DATA RECORDS:
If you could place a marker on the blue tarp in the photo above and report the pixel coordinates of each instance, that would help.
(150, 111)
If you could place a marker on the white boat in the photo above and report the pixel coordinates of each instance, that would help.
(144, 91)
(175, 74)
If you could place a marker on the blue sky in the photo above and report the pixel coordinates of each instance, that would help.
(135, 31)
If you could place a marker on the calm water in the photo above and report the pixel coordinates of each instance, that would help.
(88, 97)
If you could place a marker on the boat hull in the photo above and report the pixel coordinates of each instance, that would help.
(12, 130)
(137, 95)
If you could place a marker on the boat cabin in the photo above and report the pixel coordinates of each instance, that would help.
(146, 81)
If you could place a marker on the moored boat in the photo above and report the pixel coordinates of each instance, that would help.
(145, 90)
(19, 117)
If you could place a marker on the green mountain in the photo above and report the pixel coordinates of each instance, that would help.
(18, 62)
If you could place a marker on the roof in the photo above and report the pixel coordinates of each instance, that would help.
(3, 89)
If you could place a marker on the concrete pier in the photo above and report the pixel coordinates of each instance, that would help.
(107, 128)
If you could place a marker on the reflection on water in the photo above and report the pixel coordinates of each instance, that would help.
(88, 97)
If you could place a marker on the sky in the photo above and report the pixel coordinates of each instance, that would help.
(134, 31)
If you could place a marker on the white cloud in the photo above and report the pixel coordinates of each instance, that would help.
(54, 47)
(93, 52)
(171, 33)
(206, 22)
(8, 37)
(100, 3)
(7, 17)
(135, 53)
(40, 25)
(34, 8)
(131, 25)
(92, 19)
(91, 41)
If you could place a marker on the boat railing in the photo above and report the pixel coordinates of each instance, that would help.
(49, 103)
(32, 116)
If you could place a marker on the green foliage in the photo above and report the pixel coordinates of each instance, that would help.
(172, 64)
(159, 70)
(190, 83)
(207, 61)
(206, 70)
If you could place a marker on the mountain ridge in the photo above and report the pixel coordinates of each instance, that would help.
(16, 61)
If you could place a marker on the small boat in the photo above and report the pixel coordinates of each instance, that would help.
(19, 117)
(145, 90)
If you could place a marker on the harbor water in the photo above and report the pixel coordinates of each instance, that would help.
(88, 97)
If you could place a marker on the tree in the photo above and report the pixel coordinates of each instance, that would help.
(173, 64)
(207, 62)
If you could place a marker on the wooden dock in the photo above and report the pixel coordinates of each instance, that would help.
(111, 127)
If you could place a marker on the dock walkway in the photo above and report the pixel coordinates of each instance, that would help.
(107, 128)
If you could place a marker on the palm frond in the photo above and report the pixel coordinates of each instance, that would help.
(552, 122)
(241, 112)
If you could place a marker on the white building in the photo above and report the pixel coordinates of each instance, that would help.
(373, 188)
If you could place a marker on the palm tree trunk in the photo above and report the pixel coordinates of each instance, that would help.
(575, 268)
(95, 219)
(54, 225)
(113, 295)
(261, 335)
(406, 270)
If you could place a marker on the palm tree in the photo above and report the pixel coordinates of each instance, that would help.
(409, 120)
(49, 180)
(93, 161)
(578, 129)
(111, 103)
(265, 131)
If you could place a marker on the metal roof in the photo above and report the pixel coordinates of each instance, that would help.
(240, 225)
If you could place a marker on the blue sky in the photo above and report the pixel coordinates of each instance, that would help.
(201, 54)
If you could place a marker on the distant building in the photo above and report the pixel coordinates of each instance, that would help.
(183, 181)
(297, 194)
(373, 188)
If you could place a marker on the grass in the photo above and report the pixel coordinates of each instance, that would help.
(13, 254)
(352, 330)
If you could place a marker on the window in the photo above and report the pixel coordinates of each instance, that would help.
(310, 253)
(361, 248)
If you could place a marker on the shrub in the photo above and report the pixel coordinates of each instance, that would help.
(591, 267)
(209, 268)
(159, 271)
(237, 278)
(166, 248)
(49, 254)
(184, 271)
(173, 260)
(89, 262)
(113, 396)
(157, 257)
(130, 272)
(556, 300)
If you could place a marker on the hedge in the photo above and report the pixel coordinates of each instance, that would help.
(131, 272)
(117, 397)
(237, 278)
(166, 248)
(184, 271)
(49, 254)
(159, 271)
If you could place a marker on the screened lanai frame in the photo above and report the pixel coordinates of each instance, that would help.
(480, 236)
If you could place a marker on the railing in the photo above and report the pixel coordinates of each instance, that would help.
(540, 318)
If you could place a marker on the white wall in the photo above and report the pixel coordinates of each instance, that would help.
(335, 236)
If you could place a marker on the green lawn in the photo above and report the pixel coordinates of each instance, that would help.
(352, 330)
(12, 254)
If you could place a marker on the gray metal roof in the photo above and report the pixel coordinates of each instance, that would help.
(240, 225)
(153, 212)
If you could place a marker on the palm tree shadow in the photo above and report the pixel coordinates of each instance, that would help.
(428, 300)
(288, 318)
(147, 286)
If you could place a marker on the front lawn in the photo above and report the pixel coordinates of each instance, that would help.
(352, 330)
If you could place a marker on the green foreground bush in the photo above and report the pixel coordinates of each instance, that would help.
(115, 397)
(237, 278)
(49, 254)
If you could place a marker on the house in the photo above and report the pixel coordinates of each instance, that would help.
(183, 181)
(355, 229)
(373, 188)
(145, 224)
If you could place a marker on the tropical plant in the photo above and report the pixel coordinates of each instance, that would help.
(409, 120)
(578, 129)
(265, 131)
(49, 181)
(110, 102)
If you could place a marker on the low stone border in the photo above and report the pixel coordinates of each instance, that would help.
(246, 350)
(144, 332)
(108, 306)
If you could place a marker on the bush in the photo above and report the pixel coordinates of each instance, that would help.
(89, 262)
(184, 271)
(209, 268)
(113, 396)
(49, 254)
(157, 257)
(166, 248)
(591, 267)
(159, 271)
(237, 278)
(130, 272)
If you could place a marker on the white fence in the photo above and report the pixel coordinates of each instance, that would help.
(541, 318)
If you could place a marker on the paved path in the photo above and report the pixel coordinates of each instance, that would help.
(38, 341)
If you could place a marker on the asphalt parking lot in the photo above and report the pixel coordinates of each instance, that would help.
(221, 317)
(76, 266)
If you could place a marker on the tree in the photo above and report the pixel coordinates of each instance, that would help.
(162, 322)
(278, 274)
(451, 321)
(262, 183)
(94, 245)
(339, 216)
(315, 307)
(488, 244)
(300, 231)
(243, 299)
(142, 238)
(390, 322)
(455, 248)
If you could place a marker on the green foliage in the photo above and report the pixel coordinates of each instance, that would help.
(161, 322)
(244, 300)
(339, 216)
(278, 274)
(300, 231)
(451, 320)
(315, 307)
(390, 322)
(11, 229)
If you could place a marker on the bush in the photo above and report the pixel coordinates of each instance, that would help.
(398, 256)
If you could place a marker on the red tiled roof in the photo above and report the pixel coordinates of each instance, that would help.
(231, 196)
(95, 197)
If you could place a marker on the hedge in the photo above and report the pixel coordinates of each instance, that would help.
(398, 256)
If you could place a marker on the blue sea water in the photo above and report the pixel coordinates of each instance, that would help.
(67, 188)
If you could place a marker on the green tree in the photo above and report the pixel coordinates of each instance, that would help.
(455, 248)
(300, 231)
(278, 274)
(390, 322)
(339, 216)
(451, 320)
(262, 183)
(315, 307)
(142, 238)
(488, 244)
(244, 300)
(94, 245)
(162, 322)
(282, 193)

PROBLEM DETAILS:
Rewrite the records above, replacing "pixel coordinates" with "image coordinates" wherever it occurs and leaving everything else unchanged.

PROBLEM SOLUTION:
If you could place a marker on the blue tarp in the photo above and report the image coordinates of each instance, that would help.
(150, 111)
If you could place a marker on the white boat in the photo above and report the image coordinates of each instance, that would help.
(144, 91)
(175, 74)
If you could place a marker on the blue sky in the photo above and report the image coordinates of each instance, that would help.
(135, 31)
If you could place a marker on the calm water in the photo above and report the image coordinates of each instance, that would help.
(88, 97)
If you could place a marker on the boat hull in the photo above and report the image coordinates of each instance, that would help.
(12, 130)
(137, 95)
If you could place a marker on the boat cabin in the photo above and report the image coordinates of each instance, that would help.
(146, 81)
If you could place a marker on the moored boat in the photo above and report the image coordinates of each instance, that would help.
(145, 90)
(19, 117)
If you could place a marker on the green mountain in the photo above and report the image coordinates of each instance, that would help.
(18, 62)
If you could place a marker on the roof in the photo above and report the image coordinates of each instance, that would help.
(3, 89)
If you could place a marker on the concrete pier in the photo above and report the image coordinates of each instance, that would help.
(107, 128)
If you could place a marker on the reflection on water in the photo above and report the image coordinates of each instance, that would help.
(88, 97)
If you could place a marker on the sky in the photo above and report the image coordinates of each instance, that would help.
(134, 31)
If you could place a marker on the white cloud in the photo above and report the image coordinates of each instance, that would help.
(54, 47)
(93, 52)
(171, 33)
(206, 22)
(8, 37)
(100, 3)
(7, 17)
(135, 53)
(40, 25)
(34, 8)
(131, 25)
(92, 19)
(91, 41)
If you could place a marker on the boat railing in the photo above and report the image coordinates of each instance, that would help.
(49, 103)
(32, 116)
If you could place a marker on the green foliage in the photo above and report the image coordinates of each instance, that would help.
(172, 64)
(159, 70)
(190, 83)
(207, 61)
(206, 70)
If you could place a marker on the mountain ridge in the photo above and report the image coordinates of each instance, that would help.
(16, 61)
If you could place a marker on the small boat in the photo above and report the image coordinates of each instance, that would help.
(19, 117)
(145, 90)
If you could place a marker on the harbor water in the photo above and report the image coordinates of each instance, that would help.
(88, 97)
If you could place a marker on the tree in the photo above and report the image coordinates of each instance, that would help.
(173, 64)
(207, 62)
If you could place a marker on the wooden dock in the photo above and report the image coordinates of each instance, that would help.
(111, 127)
If you could place a marker on the dock walkway in the photo above and report the image coordinates of each instance, that would help.
(107, 128)
If you could place a marker on the palm frond in the photo above and report the image coordinates of each instance, that would help.
(552, 122)
(241, 112)
If you could place a marker on the white building in the photo above and report the image coordinates of each instance, that would help.
(373, 188)
If you could place a marker on the palm tree trunk in the photo above and report the image coordinates of each instance, that would help.
(575, 268)
(95, 219)
(54, 225)
(113, 295)
(261, 335)
(406, 270)
If you could place a marker on the palm tree in the photo above and report the image coordinates of each instance, that would help.
(409, 120)
(49, 180)
(93, 161)
(578, 129)
(111, 103)
(265, 131)
If you could place a marker on the metal roof in the photo above and report the image coordinates of each instance, that would help.
(240, 225)
If you could place a marker on the blue sky in the photo above and report the image coordinates of each instance, that would help.
(201, 54)
If you could place a marker on the distant building in the photo above and report the image coordinates of each instance, that would help.
(183, 181)
(297, 194)
(373, 188)
If you could place a marker on the grass in the photo above and report the image coordinates of each instance, that would help.
(13, 254)
(352, 330)
If you could place a marker on the window in the photo above and report the image coordinates of each instance, that would help.
(310, 253)
(361, 248)
If you could place a marker on the shrub in the photo above and report the image coordinates of each instance, that would help.
(591, 267)
(209, 268)
(159, 271)
(237, 278)
(166, 248)
(49, 254)
(184, 271)
(173, 260)
(89, 262)
(113, 396)
(157, 257)
(130, 272)
(556, 300)
If you could place a marker on the hedge in the photo above and report the image coordinates of each instance, that would help.
(131, 272)
(117, 397)
(237, 278)
(166, 248)
(184, 271)
(49, 254)
(159, 271)
If you could place a marker on the screened lanai frame in the photo above and report the image coordinates of each instance, that would help.
(480, 236)
If you could place a marker on the railing in the photo above and report the image coordinates of each instance, that would help.
(540, 318)
If you could place a marker on the white wall in the photo above and report the image coordinates of each instance, that would help.
(335, 236)
If you could place a marker on the green lawn in the photo above and report the image coordinates of each instance, that would help.
(352, 330)
(12, 254)
If you could place a marker on the gray metal roof in the photo above and report the image coordinates of each instance, that would help.
(240, 225)
(153, 212)
If you could place a marker on the palm tree shadow in the photo above and report the image coordinates of each instance, that would help.
(428, 300)
(288, 318)
(147, 286)
If you could place a marker on the front lawn in the photo above and report the image coordinates of each instance, that would help.
(352, 330)
If you could place a marker on the green foreground bush in the photo above and report the image coordinates of each instance, that would help.
(115, 397)
(237, 278)
(49, 254)
If you could place a marker on the house in the photo above and report the image coordinates of each instance, that would help.
(183, 181)
(355, 229)
(373, 188)
(145, 224)
If you could place a marker on the tropical plant in the photo above and report the image coordinates of each instance, that would help.
(409, 120)
(578, 129)
(265, 131)
(49, 181)
(110, 102)
If you could place a marker on the low stone border in the photo above and report the image coordinates of each instance, that would help.
(246, 350)
(144, 332)
(108, 306)
If you could place a marker on the bush in the photo above and report the image coordinates of each instance, that would help.
(89, 262)
(184, 271)
(209, 268)
(113, 396)
(49, 254)
(157, 257)
(166, 248)
(591, 267)
(159, 271)
(237, 278)
(130, 272)
If you could place a marker on the white fence in the photo above and report the image coordinates of each instance, that would help.
(541, 318)
If you could place a marker on the paved path in the photo above and report the image coordinates of each instance, that would help.
(38, 341)
If you could place a marker on the asphalt parking lot in the photo above and report the image coordinates of each instance, that would help.
(221, 317)
(76, 266)
If you could place a marker on the tree in the photo above and report the image coordinates of each instance, that would help.
(162, 322)
(278, 274)
(451, 321)
(262, 183)
(94, 245)
(339, 216)
(315, 307)
(488, 244)
(300, 231)
(243, 299)
(142, 238)
(390, 322)
(455, 248)
If you could place a marker on the green foliage in the photo above and report the image coordinates of each instance, that would help.
(161, 322)
(244, 300)
(339, 216)
(278, 274)
(300, 231)
(451, 320)
(315, 307)
(390, 322)
(11, 229)
If you could place a marker on the bush in the photo above and report the image coordinates of each instance, that would help.
(398, 256)
If you could place a marker on the red tiled roof in the photo above and report the image coordinates of each instance, that would help.
(231, 196)
(95, 197)
If you could place a marker on the hedge in the photo above and report the image coordinates of each instance, that would help.
(398, 256)
If you could place a marker on the blue sea water in the photo above and report the image coordinates of each instance, that would help.
(67, 188)
If you could place a marker on the green tree in the photo above and report the image coordinates of each instance, that would help.
(455, 248)
(300, 231)
(278, 274)
(390, 322)
(339, 216)
(451, 320)
(262, 183)
(315, 307)
(142, 238)
(488, 244)
(244, 300)
(94, 245)
(162, 322)
(282, 193)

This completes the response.